● **Given request**
Edit the listing below by replacing "Reviewer note" with "Annotator note" everywhere it occurs and keeping every other line unchanged. Leave the pictures out of your version.

● **Supplied records**

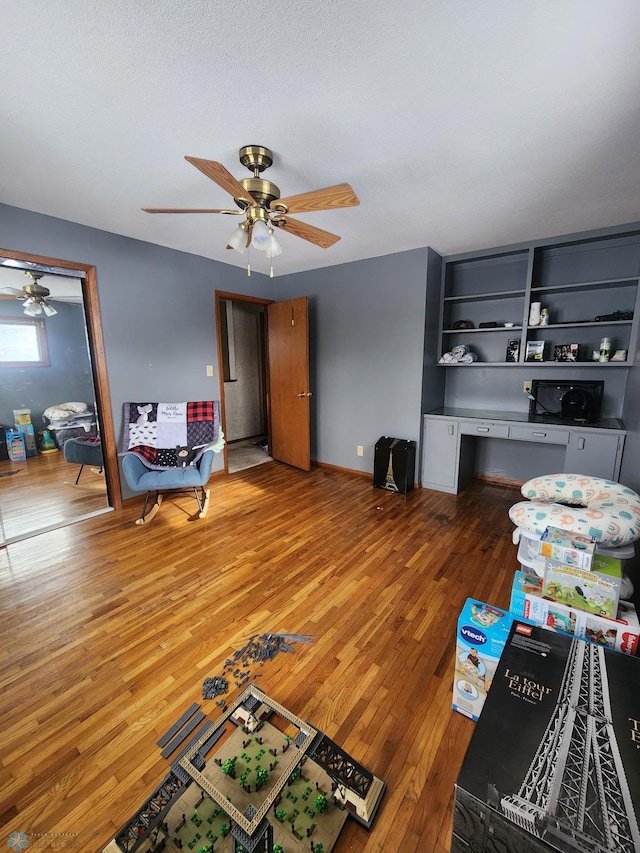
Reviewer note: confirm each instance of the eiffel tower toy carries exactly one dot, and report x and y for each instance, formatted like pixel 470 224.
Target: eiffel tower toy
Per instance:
pixel 554 762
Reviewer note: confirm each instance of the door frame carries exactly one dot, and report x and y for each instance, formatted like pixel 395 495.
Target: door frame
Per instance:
pixel 89 283
pixel 256 300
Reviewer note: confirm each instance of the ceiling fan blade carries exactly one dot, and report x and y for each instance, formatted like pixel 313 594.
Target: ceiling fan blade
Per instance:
pixel 330 198
pixel 190 210
pixel 321 238
pixel 221 176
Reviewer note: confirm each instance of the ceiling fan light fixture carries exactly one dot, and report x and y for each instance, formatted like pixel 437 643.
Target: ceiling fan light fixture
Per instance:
pixel 273 248
pixel 31 308
pixel 260 235
pixel 238 238
pixel 49 310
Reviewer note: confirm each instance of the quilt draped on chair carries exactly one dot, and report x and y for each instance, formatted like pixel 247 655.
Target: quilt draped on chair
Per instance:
pixel 169 435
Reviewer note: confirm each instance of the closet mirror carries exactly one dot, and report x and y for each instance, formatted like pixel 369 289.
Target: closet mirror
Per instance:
pixel 47 388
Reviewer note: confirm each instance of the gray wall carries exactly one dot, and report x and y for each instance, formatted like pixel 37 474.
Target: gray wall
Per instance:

● **Correct answer**
Annotator note: confirm each instance of the eiffel tower toy carries exactly one dot, and report x and y for each instance, formatted like pixel 470 224.
Target: eiffel tower toy
Per instance:
pixel 554 762
Annotator note: confirm each instance of the door frame carries exactly one dot, and report x and y for each instance, formatted like pixel 395 495.
Target: door frame
Per instance:
pixel 89 283
pixel 256 300
Annotator note: confirm each instance of the ceiling fan blade carries exactly one dot, and report x and y for each instance, formatted like pixel 313 594.
Target: ceiling fan blade
Per instance:
pixel 330 198
pixel 190 210
pixel 321 238
pixel 221 176
Annotator note: confirm each instance of the ceiling fan light fixture carries exactly one dot, and report x and y for each instance, formatted like pixel 437 643.
Target: ceiling fan light fixture
Per instance:
pixel 273 248
pixel 31 308
pixel 260 235
pixel 238 238
pixel 49 310
Annotator note: confirm each instance of the quilt draped on chair carries exactly one dot, and report x and y for each instance, formatted like pixel 247 655.
Target: quilt draped on chair
Per instance:
pixel 169 435
Annotator note: confirm each instance of the closet mirror carries exactly one dot, and report x and y for each instance, formatted like pixel 369 289.
Target: closet mirror
Per instance:
pixel 47 388
Annotator note: confirm each instance of the gray wall carries exactly one dot, and report x and y for each instance, formatted like pixel 37 474.
Target: gray wall
Per instance:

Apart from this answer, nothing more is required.